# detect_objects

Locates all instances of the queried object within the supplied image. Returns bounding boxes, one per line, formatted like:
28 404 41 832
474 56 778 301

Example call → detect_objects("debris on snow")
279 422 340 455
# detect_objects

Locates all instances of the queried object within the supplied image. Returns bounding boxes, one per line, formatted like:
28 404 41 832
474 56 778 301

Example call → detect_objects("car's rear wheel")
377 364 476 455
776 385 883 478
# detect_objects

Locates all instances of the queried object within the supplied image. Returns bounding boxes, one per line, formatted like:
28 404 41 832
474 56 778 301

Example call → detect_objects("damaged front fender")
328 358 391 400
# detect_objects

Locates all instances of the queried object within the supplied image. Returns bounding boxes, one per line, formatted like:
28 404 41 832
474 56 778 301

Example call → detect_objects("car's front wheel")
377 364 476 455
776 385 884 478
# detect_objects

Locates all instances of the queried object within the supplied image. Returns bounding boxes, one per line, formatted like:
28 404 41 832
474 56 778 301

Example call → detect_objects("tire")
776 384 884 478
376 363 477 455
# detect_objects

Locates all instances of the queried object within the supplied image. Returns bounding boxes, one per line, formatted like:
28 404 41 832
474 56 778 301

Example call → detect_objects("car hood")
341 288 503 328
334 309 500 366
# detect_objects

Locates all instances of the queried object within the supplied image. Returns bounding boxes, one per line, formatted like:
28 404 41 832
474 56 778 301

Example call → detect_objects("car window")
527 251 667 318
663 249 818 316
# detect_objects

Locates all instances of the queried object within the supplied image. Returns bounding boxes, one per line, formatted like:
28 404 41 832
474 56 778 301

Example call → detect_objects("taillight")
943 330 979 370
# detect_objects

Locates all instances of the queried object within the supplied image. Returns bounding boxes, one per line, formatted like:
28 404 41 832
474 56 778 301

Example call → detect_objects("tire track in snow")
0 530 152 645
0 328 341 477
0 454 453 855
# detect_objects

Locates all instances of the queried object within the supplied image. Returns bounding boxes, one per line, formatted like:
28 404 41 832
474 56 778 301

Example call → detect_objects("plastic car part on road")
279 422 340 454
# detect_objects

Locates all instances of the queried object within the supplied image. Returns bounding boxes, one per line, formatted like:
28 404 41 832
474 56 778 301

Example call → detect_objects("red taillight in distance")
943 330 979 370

════════════════════

Assignment: The listing above is to be written out again word for word.

Response:
# detect_objects

Locates all instances of the queried object within the supplied image. Returns bounding boxes, one per line, formatted like:
28 404 41 832
474 56 778 301

Example call → detect_objects("debris on snow")
279 422 340 455
# detect_objects

Locates all instances of the queried object within the supplied image. Returns bounding boxes, one per line, formatted like:
28 404 41 832
474 56 778 301

Example call → detect_objects("car's rear wheel")
377 364 476 455
776 385 883 478
# detect_objects

Locates all instances of the queried object within the supplied image. Returns bounding boxes, one per line, formatted like:
28 404 41 832
474 56 778 301

Example call → detect_objects("damaged front fender")
328 358 391 400
# detect_objects

Locates all instances of the queried object within the supplied image. Returns bounding boxes, one per line, formatted like:
28 404 41 832
474 56 778 301

Example call → detect_objects("car's front wheel")
377 364 476 455
776 385 884 478
# detect_objects

Locates all instances of the queried object within the supplied image. Returns bounding boxes, one per line, formatted like:
28 404 41 832
474 56 778 301

Example call → detect_objects("tire")
776 384 884 478
376 363 477 455
# detect_objects

Locates all instances of the queried object within the supplied image. Returns bounding boxes, one per line, formatted like:
28 404 41 832
474 56 778 301

Example call → detect_objects("car hood")
341 288 503 328
334 309 500 366
# detect_objects

Locates all instances of the queried object within the supplied image. Returns bounding boxes, one per line, formatted like:
28 404 41 832
474 56 778 301

Example call → detect_objects("car window")
527 251 667 318
663 249 818 316
# detect_objects

Locates all instances of the queried object within the supplied image. Returns bounding boxes, one per line, formatted like:
28 404 41 832
474 56 778 301

Example call → detect_objects("taillight")
943 330 979 370
# detect_objects

Locates all instances of the queried object within the supplied image. Returns bounding boxes, one per line, formatted like:
28 404 41 832
474 56 778 301

Example call → detect_objects("tire track in snow")
0 530 152 645
0 328 341 477
0 454 453 855
# detect_objects

Locates all instances of the queried object within the supplied image. Returns bounding boxes, one per line, formatted like:
28 404 41 832
474 56 778 301

Example call → detect_objects("plastic car part on road")
279 422 340 454
# detect_objects

Locates all instances of the queried object within the supplied image. Returns bounding boxes, one per line, formatted like:
28 404 41 832
474 56 778 301

Example call → detect_objects("red taillight in distance")
943 330 979 370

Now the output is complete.